_Exercise objective_. Leave out the pictures, and retype the remaining data exactly.

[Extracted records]
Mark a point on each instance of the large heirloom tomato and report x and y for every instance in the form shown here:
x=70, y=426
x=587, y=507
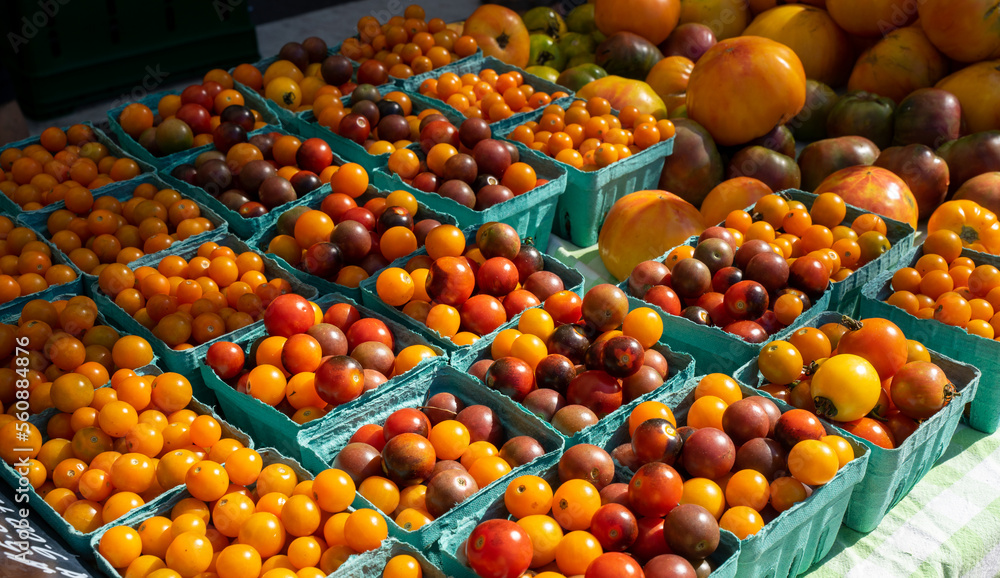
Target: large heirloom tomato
x=744, y=87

_Reply to the exercise_.
Mark a point on each instance of the large heirloom tomato and report x and y for every instance in the form shown here:
x=70, y=426
x=587, y=507
Target: large heirloom tomato
x=744, y=87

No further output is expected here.